Point labeling examples

┌──

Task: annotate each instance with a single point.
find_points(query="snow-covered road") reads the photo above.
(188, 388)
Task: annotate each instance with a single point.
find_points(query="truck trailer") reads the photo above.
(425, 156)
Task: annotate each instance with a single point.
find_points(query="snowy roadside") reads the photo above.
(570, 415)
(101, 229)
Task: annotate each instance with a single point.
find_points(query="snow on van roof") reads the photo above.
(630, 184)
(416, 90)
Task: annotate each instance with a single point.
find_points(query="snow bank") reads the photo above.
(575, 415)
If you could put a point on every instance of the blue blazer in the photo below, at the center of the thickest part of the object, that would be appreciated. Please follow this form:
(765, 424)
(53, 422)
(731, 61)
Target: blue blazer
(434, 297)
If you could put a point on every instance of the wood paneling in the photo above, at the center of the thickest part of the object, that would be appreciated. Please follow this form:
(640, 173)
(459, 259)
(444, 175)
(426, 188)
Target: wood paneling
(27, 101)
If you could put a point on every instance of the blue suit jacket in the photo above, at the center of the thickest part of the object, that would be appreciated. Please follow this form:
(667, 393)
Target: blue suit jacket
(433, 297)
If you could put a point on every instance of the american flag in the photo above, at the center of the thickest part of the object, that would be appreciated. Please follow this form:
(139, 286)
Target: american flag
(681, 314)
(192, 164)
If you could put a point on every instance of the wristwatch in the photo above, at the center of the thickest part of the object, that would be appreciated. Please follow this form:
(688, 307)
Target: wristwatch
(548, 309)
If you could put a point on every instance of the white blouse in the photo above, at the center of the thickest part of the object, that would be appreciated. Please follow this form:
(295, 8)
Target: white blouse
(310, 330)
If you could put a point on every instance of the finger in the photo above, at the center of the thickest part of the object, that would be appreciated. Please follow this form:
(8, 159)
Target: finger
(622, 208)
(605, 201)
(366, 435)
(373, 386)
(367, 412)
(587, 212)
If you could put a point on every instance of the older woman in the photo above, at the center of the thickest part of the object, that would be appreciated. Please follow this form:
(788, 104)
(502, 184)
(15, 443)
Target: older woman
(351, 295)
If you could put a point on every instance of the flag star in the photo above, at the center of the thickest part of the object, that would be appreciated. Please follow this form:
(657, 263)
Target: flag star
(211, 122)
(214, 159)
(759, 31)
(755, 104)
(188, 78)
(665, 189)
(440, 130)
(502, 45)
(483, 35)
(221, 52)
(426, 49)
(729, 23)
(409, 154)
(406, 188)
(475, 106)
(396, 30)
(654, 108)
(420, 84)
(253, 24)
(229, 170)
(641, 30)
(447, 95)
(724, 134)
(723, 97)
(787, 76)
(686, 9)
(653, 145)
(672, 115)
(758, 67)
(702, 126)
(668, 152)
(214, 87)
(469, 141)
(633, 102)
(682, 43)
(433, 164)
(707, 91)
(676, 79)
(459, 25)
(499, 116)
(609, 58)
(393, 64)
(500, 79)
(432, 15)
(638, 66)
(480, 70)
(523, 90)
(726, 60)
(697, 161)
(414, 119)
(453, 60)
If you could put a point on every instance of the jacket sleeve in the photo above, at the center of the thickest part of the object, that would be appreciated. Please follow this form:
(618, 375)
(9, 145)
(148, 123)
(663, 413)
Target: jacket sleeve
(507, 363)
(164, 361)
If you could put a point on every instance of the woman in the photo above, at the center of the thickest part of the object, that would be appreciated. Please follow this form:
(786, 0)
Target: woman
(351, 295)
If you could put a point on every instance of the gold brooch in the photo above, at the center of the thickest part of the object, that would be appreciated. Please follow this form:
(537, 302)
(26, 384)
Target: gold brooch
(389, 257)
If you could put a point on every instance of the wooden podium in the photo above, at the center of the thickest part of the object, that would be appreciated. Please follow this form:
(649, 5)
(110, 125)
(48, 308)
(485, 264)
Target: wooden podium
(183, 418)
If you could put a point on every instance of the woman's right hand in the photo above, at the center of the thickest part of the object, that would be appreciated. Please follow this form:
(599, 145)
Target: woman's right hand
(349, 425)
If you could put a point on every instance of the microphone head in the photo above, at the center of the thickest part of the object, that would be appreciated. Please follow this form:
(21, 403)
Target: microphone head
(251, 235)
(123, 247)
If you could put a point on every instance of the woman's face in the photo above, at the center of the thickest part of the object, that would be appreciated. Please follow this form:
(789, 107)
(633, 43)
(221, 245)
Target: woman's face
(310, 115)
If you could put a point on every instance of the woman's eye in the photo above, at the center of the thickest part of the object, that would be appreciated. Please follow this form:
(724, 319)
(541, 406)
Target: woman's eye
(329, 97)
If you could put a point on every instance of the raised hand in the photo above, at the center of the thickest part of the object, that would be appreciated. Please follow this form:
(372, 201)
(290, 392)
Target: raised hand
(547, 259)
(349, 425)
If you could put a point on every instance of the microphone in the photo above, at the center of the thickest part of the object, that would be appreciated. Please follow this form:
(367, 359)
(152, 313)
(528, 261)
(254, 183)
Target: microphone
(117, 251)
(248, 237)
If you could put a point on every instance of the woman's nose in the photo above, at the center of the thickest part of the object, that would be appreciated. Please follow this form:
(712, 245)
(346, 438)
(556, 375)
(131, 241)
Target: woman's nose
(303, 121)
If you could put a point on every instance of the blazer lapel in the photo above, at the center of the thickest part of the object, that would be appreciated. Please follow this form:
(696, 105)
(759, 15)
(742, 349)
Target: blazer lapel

└──

Task directions
Copy down the material exactly as written.

Written answer
Task: annotate each instance with a single point.
find_points(query="snow-covered road") reads the photo above.
(188, 388)
Task: annotate each instance with a single point.
find_points(query="truck trailer") reads the photo above.
(425, 156)
Task: annotate each instance with a single point.
find_points(query="snowy roadside") reads the photo above.
(570, 415)
(101, 229)
Task: annotate each instance with a single point.
find_points(query="snow on van roof") reads the photo above.
(630, 184)
(416, 90)
Task: annotate each instance with a single point.
find_points(query="snow bank") reads the photo above.
(575, 415)
If you could put a point on every instance of the blue blazer in the photo below, at the center of the thickest part of the object, that would be appreciated. Please follow this form:
(765, 424)
(53, 422)
(731, 61)
Target: blue blazer
(434, 297)
If you could put a point on every instance of the wood paneling in the photo above, at the center of the thickest part of the object, that would be appreciated. Please follow this form:
(640, 173)
(459, 259)
(444, 175)
(426, 188)
Target: wood paneling
(27, 101)
If you could put a point on every instance of the blue suit jacket in the photo above, at the center of the thickest part of the object, that would be appreciated. Please follow this form:
(667, 393)
Target: blue suit jacket
(433, 297)
If you could put a point on every instance of the american flag in the photo above, at the center of the thickest part of the object, that would be appreciated. Please follow this form:
(139, 286)
Target: american flag
(681, 314)
(192, 164)
If you could put a point on every instance of the wristwatch in the photo above, at the center of the thickest part of the object, that would be appreciated. Please follow this form:
(688, 307)
Target: wristwatch
(548, 309)
If you could put a point on every instance of the white blouse in the photo above, at the center of the thickest part of the object, that would be appreciated. Please follow this form:
(295, 8)
Target: white blouse
(310, 330)
If you could put a point on every instance of the finger in the photo above, at the center of the thickest part of the object, that would be appreciated. Please follow this form:
(8, 159)
Target: finger
(622, 208)
(605, 201)
(366, 435)
(373, 386)
(367, 412)
(587, 212)
If you could put a point on every instance of the older woman in the photo above, at the center of the thickest part of the object, that would be appreciated. Please follow this form:
(788, 104)
(502, 184)
(15, 443)
Target: older woman
(351, 295)
If you could put a point on every instance of the flag star in the photo above, at the center of the thickest part of the object, that would be appreciated. Please follow this form:
(657, 263)
Target: flag star
(211, 122)
(214, 159)
(759, 31)
(755, 104)
(188, 78)
(665, 189)
(440, 130)
(502, 45)
(483, 35)
(221, 52)
(426, 49)
(729, 23)
(409, 154)
(406, 188)
(475, 106)
(396, 30)
(654, 108)
(420, 84)
(253, 24)
(229, 170)
(641, 30)
(447, 95)
(724, 134)
(723, 97)
(787, 76)
(686, 9)
(653, 145)
(672, 115)
(758, 67)
(702, 126)
(668, 152)
(214, 87)
(469, 141)
(633, 102)
(682, 43)
(433, 164)
(707, 91)
(676, 79)
(459, 25)
(499, 116)
(609, 58)
(393, 64)
(500, 79)
(432, 15)
(638, 66)
(480, 70)
(523, 90)
(726, 60)
(697, 161)
(414, 119)
(453, 60)
If you could put a point on every instance of the jacket sleeve in the photo above, at the center of the thickest part of the object, that would be appreciated. Please follow this form:
(618, 375)
(9, 145)
(148, 123)
(663, 413)
Target: jacket sleeve
(507, 363)
(164, 361)
If you could put a point on every instance of the woman in the photo above, at the center of the thickest part of the object, that would be appreciated. Please follow this form:
(786, 0)
Target: woman
(351, 295)
If you could put a point on every instance of the gold brooch in the photo above, at the center of the thickest part of the object, that would be appreciated. Please follow this form:
(537, 302)
(26, 384)
Target: gold brooch
(389, 257)
If you could put a point on every instance of the wooden podium in the photo above, at the center of the thickest part of the object, that would be appreciated. Please follow this form:
(649, 5)
(110, 125)
(48, 308)
(485, 264)
Target: wooden podium
(183, 418)
If you could put a point on every instance of the woman's right hand in the photo above, at the center of the thickest part of the object, that would be appreciated. Please follow this form:
(599, 145)
Target: woman's right hand
(349, 425)
If you could put a point on every instance of the microphone head in the photo above, at the center of the thickest part of the object, that would be appreciated. Please follow this form:
(21, 403)
Target: microphone head
(251, 235)
(123, 247)
If you could put a point on every instance of the woman's face in the photo above, at the center of the thickest part of the object, that would be appreciated. Please follow this form:
(789, 107)
(633, 43)
(221, 245)
Target: woman's face
(310, 115)
If you could put a point on every instance of the woman's eye in the photo above, at the center of the thickest part of the object, that would be appreciated. Please follow this form:
(724, 319)
(541, 406)
Target: woman's eye
(329, 97)
If you could put a point on every instance of the raised hand in the photo above, at the center of the thickest part of the object, that would be appreciated. Please follow this form:
(372, 201)
(290, 392)
Target: raised hand
(547, 259)
(349, 425)
If you could put a point on every instance of the microphone in the photo above, at the center of the thickest part of the object, that would be appreciated. Please follow this form:
(367, 359)
(152, 313)
(528, 261)
(254, 183)
Target: microphone
(117, 251)
(248, 237)
If you could put a point on every instance of the woman's nose in the photo above, at the center of the thickest part of the object, that would be appreciated. Please follow this form:
(712, 245)
(346, 438)
(556, 375)
(131, 241)
Target: woman's nose
(303, 121)
If you could put a point on every instance of the blazer lapel in the photo above, at the center of the thickest part of the object, that would be appreciated. Please follow this form:
(696, 105)
(759, 15)
(742, 349)
Target: blazer lapel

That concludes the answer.